Written exercise 1
Collect every line of the listing that contains the string "fuselage".

Selected text
┄┄┄┄┄┄┄┄┄┄┄┄┄┄┄┄┄┄┄┄
They congregate on patios, slip into stairwells and, if they're crunched under foot, oh do they stink. Crickets are here in force, annoying Texans earlier than usual — thanks to the year's wet weather.
Cricket Invasion
This is a close up view of a cricket as seen on a stairway Thursday, July 26, 2007, in Austin, Texas.Harry Cabluck / AP
/ Source: The Associated Press

They congregate on patios, slip into stairwells and, if they're crunched under foot, oh do they stink. Crickets are here in force, annoying Texans earlier than usual — thanks to the year's wet weather in much of the state.

The problem is so bad at the University of Texas at Austin that school officials are taking the unusual step of darkening the 307-foot-tall bell tower for three nights the next two weekends in hopes of keeping the insects away. The bugs are attracted to lights.

Tower lights will be turned off early Friday evening through Sunday night, and again for three nights the following weekend, Aug. 3-5.

"The tower is one of their primary targets, of course, because we do have the lights on there," said Bill Lucas, associate director of facilities maintenance at UT-Austin. He said the crickets gather atop the tower on its observation deck.

"I don't know if they go up there for the view," he mused.

Crickets seem to like hanging out well above street level at other downtown buildings. Clusters of crickets have been gathering on the ninth-floor balcony outside the Austin office where Lisa Lucero works. She's not amused.

"It's just awful," she said. "They can jump so high. They're irritating and creepy."

Reports of cricket invasions also are coming from counties in the Hill Country and northeast Texas and from Dallas, said Mike Merchant, a Dallas-based entomologist with the Texas Cooperative Extension of the Texas A&M University System.

Typically, field crickets head into cities from their normal rural habitat in early fall for mating flights after rain, once the ground becomes soft enough for egg-laying, Merchant said. This year, after weeks of soaking summer rain, the ground is soft earlier than usual.

The result, Merchant said, is a "cricket rush."

Though some places are reporting more crickets than anyone can remember, others are simply experiencing them sooner.

Lights out
Turning off outdoor lights is the best way to curb the cricket onslaught, he said. Once they land at urban buildings, grackles and pigeons eat some of the crickets.
┄┄┄┄┄┄┄┄┄┄┄┄┄┄┄┄┄┄┄┄
Dataset entries
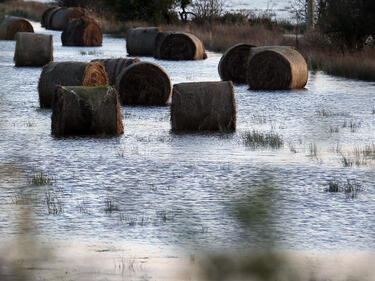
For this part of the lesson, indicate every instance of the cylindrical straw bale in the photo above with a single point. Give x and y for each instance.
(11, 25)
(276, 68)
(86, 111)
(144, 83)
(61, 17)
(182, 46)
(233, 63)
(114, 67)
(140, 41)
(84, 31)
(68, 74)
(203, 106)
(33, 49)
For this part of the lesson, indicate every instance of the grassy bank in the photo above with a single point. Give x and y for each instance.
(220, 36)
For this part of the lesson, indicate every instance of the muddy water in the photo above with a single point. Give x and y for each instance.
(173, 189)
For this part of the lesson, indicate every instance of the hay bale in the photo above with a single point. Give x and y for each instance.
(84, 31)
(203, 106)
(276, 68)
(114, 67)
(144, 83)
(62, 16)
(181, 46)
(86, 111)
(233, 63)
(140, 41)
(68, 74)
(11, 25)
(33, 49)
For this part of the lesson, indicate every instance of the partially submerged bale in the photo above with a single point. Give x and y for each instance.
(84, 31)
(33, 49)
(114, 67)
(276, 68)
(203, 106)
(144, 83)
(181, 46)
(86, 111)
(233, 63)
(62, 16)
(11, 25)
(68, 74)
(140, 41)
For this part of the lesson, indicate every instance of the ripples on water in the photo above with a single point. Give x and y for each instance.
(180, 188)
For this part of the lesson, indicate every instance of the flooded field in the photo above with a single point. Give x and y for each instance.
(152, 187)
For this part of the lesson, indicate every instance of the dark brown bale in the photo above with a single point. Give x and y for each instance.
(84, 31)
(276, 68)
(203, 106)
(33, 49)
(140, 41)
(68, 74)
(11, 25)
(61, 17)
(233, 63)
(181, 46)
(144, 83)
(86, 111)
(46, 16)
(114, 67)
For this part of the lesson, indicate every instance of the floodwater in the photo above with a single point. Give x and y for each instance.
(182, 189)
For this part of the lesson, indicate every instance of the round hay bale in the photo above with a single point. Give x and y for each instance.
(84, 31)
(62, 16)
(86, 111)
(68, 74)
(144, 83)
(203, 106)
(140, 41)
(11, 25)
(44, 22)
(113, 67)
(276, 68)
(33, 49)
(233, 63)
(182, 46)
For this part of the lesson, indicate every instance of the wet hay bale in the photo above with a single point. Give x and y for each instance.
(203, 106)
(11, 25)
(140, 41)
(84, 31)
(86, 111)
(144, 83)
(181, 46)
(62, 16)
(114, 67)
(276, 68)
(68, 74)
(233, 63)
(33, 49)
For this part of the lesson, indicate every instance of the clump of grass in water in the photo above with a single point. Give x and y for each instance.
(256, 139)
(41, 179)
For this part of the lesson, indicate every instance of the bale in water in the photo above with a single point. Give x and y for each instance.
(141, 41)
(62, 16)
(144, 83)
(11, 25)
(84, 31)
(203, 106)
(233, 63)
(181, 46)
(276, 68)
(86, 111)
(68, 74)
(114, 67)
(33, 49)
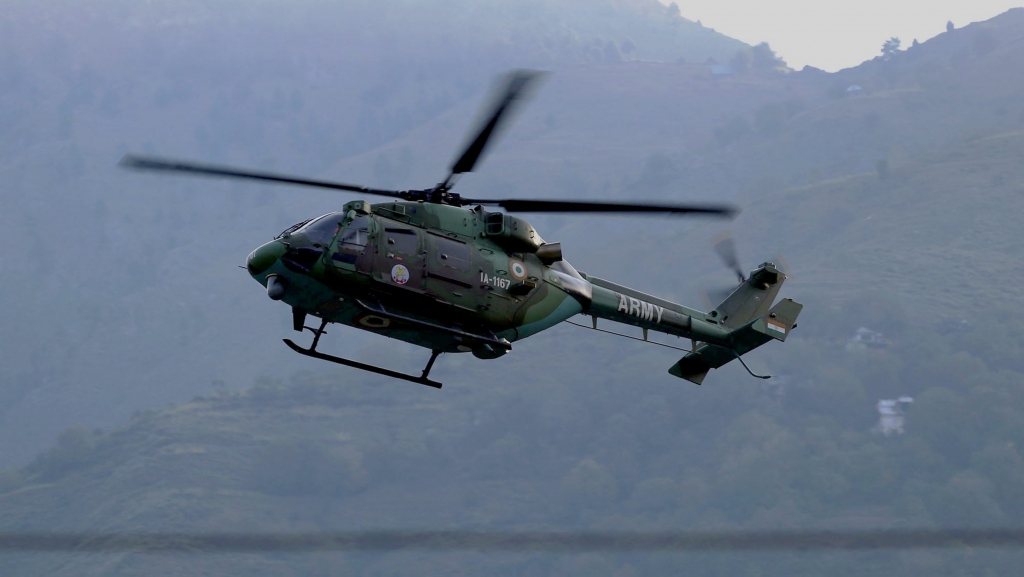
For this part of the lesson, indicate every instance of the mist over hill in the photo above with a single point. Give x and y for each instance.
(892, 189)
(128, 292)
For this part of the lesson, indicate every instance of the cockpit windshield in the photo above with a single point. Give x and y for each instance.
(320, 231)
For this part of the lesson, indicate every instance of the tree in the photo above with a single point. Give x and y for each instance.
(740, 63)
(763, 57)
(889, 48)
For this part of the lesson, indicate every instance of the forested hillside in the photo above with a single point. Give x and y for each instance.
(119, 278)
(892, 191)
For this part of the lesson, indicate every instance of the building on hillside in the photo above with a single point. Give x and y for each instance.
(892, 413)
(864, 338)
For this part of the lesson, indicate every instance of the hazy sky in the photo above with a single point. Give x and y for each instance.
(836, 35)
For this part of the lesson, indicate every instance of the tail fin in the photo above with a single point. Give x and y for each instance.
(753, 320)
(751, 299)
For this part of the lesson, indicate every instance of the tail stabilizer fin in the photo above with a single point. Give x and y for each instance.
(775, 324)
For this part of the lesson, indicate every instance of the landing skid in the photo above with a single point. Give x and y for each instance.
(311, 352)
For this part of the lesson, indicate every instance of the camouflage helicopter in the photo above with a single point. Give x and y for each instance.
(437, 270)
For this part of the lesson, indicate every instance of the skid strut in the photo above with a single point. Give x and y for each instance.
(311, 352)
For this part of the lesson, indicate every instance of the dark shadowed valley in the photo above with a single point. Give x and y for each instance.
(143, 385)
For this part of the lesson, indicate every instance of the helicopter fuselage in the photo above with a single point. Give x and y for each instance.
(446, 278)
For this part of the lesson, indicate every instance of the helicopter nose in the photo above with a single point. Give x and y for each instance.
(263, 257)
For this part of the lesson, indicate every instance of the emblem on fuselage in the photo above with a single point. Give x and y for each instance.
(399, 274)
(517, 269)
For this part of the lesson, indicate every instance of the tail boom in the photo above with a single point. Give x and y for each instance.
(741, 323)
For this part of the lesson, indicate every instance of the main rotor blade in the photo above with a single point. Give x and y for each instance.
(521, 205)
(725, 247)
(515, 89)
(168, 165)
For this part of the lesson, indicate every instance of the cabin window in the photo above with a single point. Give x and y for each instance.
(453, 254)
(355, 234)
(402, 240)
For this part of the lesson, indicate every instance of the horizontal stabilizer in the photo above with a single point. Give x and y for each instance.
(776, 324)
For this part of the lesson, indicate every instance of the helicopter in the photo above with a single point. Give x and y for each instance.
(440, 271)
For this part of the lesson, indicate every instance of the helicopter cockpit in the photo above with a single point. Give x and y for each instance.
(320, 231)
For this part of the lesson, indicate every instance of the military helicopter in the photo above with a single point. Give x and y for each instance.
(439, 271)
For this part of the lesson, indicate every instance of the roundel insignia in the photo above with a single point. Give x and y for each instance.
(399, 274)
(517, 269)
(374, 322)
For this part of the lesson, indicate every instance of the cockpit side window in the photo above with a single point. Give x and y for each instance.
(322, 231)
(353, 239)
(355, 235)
┄┄┄┄┄┄┄┄┄┄┄┄┄┄┄┄┄┄┄┄
Written exercise 2
Answer these questions using the cricket article:
(a) How tall is the bell tower at the University of Texas at Austin?
(b) On which floor is the balcony where crickets have been gathering outside Lisa Lucero's office?
(c) Which birds eat some of the crickets once they land at urban buildings?

Result 1
For this part of the lesson, indicate every instance of the helicopter fuselage in the photo above with a single point. Give x and y for each instance.
For this part of the lesson, indicate every instance of the emblem on fuselage in the photo above with a single point. Give x and y for each instance.

Result 2
(a) 307 feet.
(b) The ninth floor.
(c) Grackles and pigeons.